=== PROMPT 1 ===
In the passage on emancipating a minor in Missouri, which rule allows a person to seek declaratory relief?
=== PROMPT 2 ===
Continue the passage on emancipating a minor in Missouri from its final sentence.

=== PASSAGE ===
◆ ◆ ◆ ◆
This is to update the sticky in this thread area.
First, Missouri does NOT have any set procedure/process/statute by which a minor may become emancipated. As such, the courts do not have an "forms" for a minor (or lawyer) to use or copy. Under Rule 87.01 of the Missouri Rules of Civil Procedure, however, a person (including a minor) may obtain DECLARATORY RELIEF "in any instance in which it will terminate a controversy or remove an uncertainty" and, additionally, to obtain a declaration of rights, status, or legal relations.
WHERE to file the petition is not entirely clear, but often the petition is filed in the county where the petitioning minor is then residing. Notably, any objection to the Court's venue must be asserted as an affirmative defense and, if not timely raised, any objection to venue is considered waived.
◆ ◆ ◆ ◆
=== LISTED RECORDS ===
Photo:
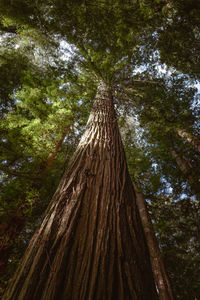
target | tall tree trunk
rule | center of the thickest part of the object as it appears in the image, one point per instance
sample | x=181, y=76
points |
x=186, y=167
x=91, y=244
x=9, y=231
x=157, y=263
x=190, y=139
x=12, y=227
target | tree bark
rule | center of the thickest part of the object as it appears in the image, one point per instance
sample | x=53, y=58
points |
x=157, y=263
x=11, y=229
x=91, y=244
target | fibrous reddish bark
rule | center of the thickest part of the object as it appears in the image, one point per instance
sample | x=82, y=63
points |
x=157, y=263
x=11, y=229
x=91, y=244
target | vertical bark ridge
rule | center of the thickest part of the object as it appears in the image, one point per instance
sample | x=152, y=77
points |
x=90, y=244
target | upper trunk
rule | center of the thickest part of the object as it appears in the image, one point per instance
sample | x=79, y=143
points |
x=90, y=244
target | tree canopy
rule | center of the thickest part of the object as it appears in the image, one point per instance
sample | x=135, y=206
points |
x=52, y=55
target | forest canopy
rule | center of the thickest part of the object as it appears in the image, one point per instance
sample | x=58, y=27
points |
x=53, y=55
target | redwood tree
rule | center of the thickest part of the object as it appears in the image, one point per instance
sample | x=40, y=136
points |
x=91, y=243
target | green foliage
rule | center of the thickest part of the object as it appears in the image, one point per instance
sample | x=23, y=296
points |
x=46, y=92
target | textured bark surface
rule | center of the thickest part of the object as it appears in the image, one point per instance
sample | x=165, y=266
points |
x=11, y=229
x=157, y=263
x=9, y=232
x=91, y=244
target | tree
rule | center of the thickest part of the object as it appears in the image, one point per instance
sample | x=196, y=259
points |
x=91, y=243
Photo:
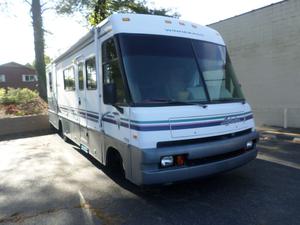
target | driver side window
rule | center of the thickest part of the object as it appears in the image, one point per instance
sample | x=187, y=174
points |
x=111, y=69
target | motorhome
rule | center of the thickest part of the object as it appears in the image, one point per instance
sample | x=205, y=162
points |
x=153, y=97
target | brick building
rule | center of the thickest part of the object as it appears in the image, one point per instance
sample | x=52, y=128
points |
x=265, y=50
x=17, y=76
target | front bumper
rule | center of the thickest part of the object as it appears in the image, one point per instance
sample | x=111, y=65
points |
x=146, y=169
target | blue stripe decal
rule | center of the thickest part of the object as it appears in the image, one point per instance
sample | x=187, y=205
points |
x=175, y=126
x=83, y=114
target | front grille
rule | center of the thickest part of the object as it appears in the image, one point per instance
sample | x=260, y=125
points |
x=201, y=140
x=216, y=158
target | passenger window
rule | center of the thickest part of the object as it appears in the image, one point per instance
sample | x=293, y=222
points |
x=111, y=69
x=91, y=77
x=69, y=79
x=80, y=76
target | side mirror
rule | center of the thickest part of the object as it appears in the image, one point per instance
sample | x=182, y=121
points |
x=109, y=94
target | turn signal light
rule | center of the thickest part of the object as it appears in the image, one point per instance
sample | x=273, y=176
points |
x=180, y=160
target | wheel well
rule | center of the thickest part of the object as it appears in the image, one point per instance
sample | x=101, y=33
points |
x=113, y=155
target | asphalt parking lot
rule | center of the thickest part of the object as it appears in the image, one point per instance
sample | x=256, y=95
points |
x=46, y=181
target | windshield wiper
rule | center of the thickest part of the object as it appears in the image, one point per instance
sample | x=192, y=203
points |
x=230, y=100
x=174, y=102
x=187, y=103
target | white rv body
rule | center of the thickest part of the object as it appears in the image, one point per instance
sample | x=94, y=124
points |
x=210, y=137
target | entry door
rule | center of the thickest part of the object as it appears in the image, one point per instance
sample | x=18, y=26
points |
x=82, y=114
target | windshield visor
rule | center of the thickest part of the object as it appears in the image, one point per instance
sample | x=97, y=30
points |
x=162, y=69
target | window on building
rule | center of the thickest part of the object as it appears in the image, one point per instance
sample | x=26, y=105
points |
x=2, y=78
x=80, y=76
x=69, y=79
x=111, y=69
x=29, y=78
x=50, y=81
x=91, y=77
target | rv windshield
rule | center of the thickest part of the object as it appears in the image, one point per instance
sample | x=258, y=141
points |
x=163, y=69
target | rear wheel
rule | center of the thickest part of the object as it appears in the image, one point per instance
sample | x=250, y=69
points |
x=115, y=163
x=62, y=133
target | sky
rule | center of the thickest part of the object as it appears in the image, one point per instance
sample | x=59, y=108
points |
x=16, y=37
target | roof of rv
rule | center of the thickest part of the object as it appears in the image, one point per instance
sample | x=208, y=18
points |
x=160, y=25
x=148, y=24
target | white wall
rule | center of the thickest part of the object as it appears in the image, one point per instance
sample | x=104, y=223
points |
x=265, y=49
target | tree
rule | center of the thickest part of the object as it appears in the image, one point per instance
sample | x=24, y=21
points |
x=47, y=61
x=39, y=43
x=39, y=46
x=97, y=10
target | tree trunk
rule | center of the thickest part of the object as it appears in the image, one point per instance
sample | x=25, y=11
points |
x=39, y=47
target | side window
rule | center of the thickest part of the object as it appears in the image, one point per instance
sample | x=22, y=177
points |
x=69, y=79
x=91, y=78
x=111, y=69
x=80, y=76
x=50, y=81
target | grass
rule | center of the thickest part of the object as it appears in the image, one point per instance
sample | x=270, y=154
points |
x=20, y=102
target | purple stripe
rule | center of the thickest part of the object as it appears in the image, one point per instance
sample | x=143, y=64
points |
x=173, y=127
◆ ◆ ◆ ◆
=== REPLY 1 ===
Rule 87.01 of the Missouri Rules of Civil Procedure.

=== REPLY 2 ===
Second, any minor who wants to file a Petition for a Declaration Judgment to have himself/herself declared an "emancipated minor" must FIRST petition the Court for the appointment of a "next friend" to actually FILE the Petition for a Declaratory Judgment. If the minor is under the age of 14 years old, the petition for appointment of "next friend" must be made by an adult. If the minor is at least 14 years old, then the MINOR can actually file and submit the petition for appointment of the "next friend" (and, once granted, the next friend files the Petition for Declaratory Judgment).
Third, under Missouri common law, emancipation can occur by (1) express consent of the minor's parents; (2) by implied parental consent; or (3) by the minor's change of status in the eyes of society. Notably, "self sufficiency" is not a listed element for obtaining "emancipation" under Missouri common law.
On its face Mo. Rev. Stat. Section 452.340.3 applies only when a parent is seeking to end "child support" for an "emancipated minor," but, logically, a Missouri court may utilize the statutory factors listed when presented with a Petition filed by a minor seeking "emancipation" from his or her parents. Under the statute, "child support" can be ended - and, thus, emancipation can be granted - when a minor child becomes self-supporting, provided the custodial parent has relinquished the child from parental control by express of implied consent."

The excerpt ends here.